--- PAGE EXCERPT ---
Bay Area Lit Scene: Featherboard Writing Series

Review by Pepper Luboff, Omnidawn feature writer

Who: Evan Karp, erica lewis, and Gloria Frym
What: Featherboard Writing Series, a text-based art event
When: Reading at 5 p.m. on May 4, 2013 (recurs monthly); A Trapped in Your Mind Feeling art show exhibited from April 5 to May 4 (new exhibitions monthly)
Where: Aggregate Space, 801 West Grand Avenue, Oakland, CA
Websites: www.featherboard.wordpress.com and www.aggregatespace.com
Contact: Steffi Drewes at skdrewes@aggregatespace.com

Pieces from each reader follow the review.





Just west of the 980 on Grand, Aggregate Space didn’t look like much from the street. But its outside belied its inside: passing through a close corridor filled with curatorial goodies, I entered the sleek, high-ceilinged, shotgun-style main gallery. On the night I visited, this room was set up for Featherboard, a monthly evening of text-based mixed-media performance in conversation with Aggregate Space’s visual art shows. Behind the reader’s podium hung Tim Armstrong’s “Sea Salt,” a massive drawing of an organic form somewhere between 20,000-Leagues-under-the-Sea squid and Jack-and-the-Beanstalk stalk. And from the podium, readers looked toward John Tronsor’s mesmermenacing video “Self-Portrait,” a face obscured and articulated by slo-mo flames or sheets of paper in eddies of air or scattering birds.
--- DATASET ---
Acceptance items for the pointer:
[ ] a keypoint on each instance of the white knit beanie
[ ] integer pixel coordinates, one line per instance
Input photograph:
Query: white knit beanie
---
_JOBS_.
A. Please write out the Featherboard review from "Where: Aggregate Space, 801" to "follow the review.".
B. What is the street address of Aggregate Space given in the Featherboard review?
C. Continue the Featherboard review from its last sentence.
The records have nothing to do with the Featherboard review.

_ANSWERS FOR THE TASKS_.
A.
Where: Aggregate Space, 801 West Grand Avenue, Oakland, CA
Websites: www.featherboard.wordpress.com and www.aggregatespace.com
Contact: Steffi Drewes at skdrewes@aggregatespace.com

Pieces from each reader follow the review.

B. 801 West Grand Avenue, Oakland, CA

C.
To the north of the main gallery a split-level formed the roof of a small screening room, where four shorts played: a Beckettian instructional video for digging a hole by falling (replayed with narrations in several different languages), 8-bit-videogame-like 3-D models of environmental and outer-space phenomena, a galaxy of tremulous and coagulating shards edited using horror flick techniques, and wringing hands overlaid with remixed audio of someone giving directions and someone else breathing heavily.

Steffi Drewes

Steffi Drewes

As people settled in, Featherboard’s organizer, Steffi Drewes, introduced the theme of the month-long exhibition and the evening’s reading. Held concurrently at Transmission Gallery and Aggregate Space, the exhibit was called A Trapped in Your Mind Feeling, and its pieces, curated by Lucy Puls, reflected the “pervasiveness of anxiety” in everyday life. For the reading, Drewes invited writers to respond to the theme of unease with existing or new poetry, prose, cross-genre, or cross-media work. So, I began to think of the gallery space as a large skull housing a dissociative identity disorder brain playing out different vignettes of agitation.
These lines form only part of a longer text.